» Requirement:
Without altering anything, output the material below.

» Material supplied:
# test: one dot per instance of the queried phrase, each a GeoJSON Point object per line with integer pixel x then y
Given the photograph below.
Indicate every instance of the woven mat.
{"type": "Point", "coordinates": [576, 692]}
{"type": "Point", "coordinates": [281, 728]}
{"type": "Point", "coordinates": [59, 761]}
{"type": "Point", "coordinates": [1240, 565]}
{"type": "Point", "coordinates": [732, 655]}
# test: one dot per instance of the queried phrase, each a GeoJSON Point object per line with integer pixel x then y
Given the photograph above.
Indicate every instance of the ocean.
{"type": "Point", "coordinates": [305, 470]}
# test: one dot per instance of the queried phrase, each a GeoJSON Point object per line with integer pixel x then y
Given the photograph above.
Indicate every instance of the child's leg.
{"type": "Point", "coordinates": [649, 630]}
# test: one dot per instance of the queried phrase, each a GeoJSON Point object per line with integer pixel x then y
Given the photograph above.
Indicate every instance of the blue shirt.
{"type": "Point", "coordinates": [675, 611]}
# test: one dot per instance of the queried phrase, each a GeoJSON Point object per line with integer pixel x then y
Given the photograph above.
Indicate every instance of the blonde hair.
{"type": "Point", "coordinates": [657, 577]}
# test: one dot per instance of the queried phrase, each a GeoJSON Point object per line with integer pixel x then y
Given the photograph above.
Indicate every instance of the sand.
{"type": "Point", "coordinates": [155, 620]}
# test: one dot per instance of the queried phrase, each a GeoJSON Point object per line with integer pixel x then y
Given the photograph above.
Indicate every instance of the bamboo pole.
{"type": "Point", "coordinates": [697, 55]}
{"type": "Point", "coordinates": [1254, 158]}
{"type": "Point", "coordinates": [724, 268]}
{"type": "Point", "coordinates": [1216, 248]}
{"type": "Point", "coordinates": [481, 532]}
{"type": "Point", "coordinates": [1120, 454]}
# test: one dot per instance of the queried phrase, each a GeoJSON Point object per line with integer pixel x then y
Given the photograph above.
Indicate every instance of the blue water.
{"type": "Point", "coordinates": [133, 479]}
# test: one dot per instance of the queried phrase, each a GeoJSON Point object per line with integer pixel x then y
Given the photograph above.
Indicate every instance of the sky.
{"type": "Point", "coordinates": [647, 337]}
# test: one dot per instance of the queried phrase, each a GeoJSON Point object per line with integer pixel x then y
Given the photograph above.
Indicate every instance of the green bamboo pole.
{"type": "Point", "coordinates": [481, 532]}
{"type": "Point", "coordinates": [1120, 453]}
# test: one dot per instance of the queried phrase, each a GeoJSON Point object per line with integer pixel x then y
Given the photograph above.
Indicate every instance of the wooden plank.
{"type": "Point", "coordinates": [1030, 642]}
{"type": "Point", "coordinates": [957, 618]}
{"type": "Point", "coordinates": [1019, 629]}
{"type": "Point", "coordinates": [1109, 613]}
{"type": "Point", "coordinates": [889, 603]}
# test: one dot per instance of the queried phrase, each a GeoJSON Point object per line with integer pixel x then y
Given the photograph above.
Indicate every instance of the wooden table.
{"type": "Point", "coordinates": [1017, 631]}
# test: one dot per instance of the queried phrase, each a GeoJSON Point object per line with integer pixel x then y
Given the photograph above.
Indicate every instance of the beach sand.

» Solved exercise:
# test: one dot per instance of the queried phrase, each a GeoJSON Point object per line with integer pixel x then y
Given the photograph below.
Indicate every instance of the woven mat.
{"type": "Point", "coordinates": [576, 692]}
{"type": "Point", "coordinates": [281, 728]}
{"type": "Point", "coordinates": [59, 761]}
{"type": "Point", "coordinates": [1240, 565]}
{"type": "Point", "coordinates": [732, 655]}
# test: one dot per instance of the queried phrase, each a GeoJSON Point object per line with integer pixel x then y
Given the photograph above.
Indicate every instance of the ocean.
{"type": "Point", "coordinates": [305, 470]}
# test: one dot per instance of the queried phrase, each a GeoJSON Point object per line with integer pixel x then y
Given the photograph above.
Indicate every instance of the child's leg.
{"type": "Point", "coordinates": [649, 630]}
# test: one dot per instance of the queried phrase, each a GeoJSON Point object per line with integer pixel x then y
Given the photograph above.
Indicate every instance of the blue shirt.
{"type": "Point", "coordinates": [675, 611]}
# test: one dot per instance of the queried phrase, each a GeoJSON Point object per line with integer pixel x then y
Given the photograph above.
Indicate every instance of the blonde hair.
{"type": "Point", "coordinates": [657, 577]}
# test: one dot per instance of the queried phrase, each a GeoJSON Point object per line with integer pixel x then y
Given the photograph above.
Indicate every instance of the sand.
{"type": "Point", "coordinates": [155, 620]}
# test: one dot per instance of the queried phrase, each a GeoJSON Point object per line with integer pixel x then y
Given the photograph above.
Indicate every instance of the bamboo pole.
{"type": "Point", "coordinates": [697, 55]}
{"type": "Point", "coordinates": [1254, 158]}
{"type": "Point", "coordinates": [724, 268]}
{"type": "Point", "coordinates": [1216, 248]}
{"type": "Point", "coordinates": [481, 532]}
{"type": "Point", "coordinates": [1120, 454]}
# test: one dot per instance of the queried phrase, each a GeoJSON Point object per line with integer pixel x then y
Given the photograph above.
Indicate every instance of the blue water.
{"type": "Point", "coordinates": [133, 479]}
# test: one dot per instance of the queried phrase, each a GeoJSON Point object per line with integer pixel x then y
Given the photograph above.
Indicate every instance of the sky.
{"type": "Point", "coordinates": [647, 337]}
# test: one dot per instance of the queried phrase, each a GeoJSON Point object per line with integer pixel x then y
Given the photograph above.
Indicate every instance of the green bamboo pole.
{"type": "Point", "coordinates": [481, 532]}
{"type": "Point", "coordinates": [1120, 453]}
# test: one dot per instance of the queried phrase, each a GeoJSON Point object per line with integer pixel x then y
Given the photograph above.
Indicate every instance of the wooden plank.
{"type": "Point", "coordinates": [1030, 642]}
{"type": "Point", "coordinates": [957, 618]}
{"type": "Point", "coordinates": [1019, 629]}
{"type": "Point", "coordinates": [1109, 613]}
{"type": "Point", "coordinates": [889, 603]}
# test: one dot per instance of the queried phrase, each a GeoJSON Point object per line with integer pixel x then y
Given the photograph above.
Indicate every instance of the wooden table.
{"type": "Point", "coordinates": [1017, 631]}
# test: one dot per instance of the queried phrase, each a GeoJSON Point object per line with integer pixel x then y
Given the photograph above.
Indicate every instance of the beach sand.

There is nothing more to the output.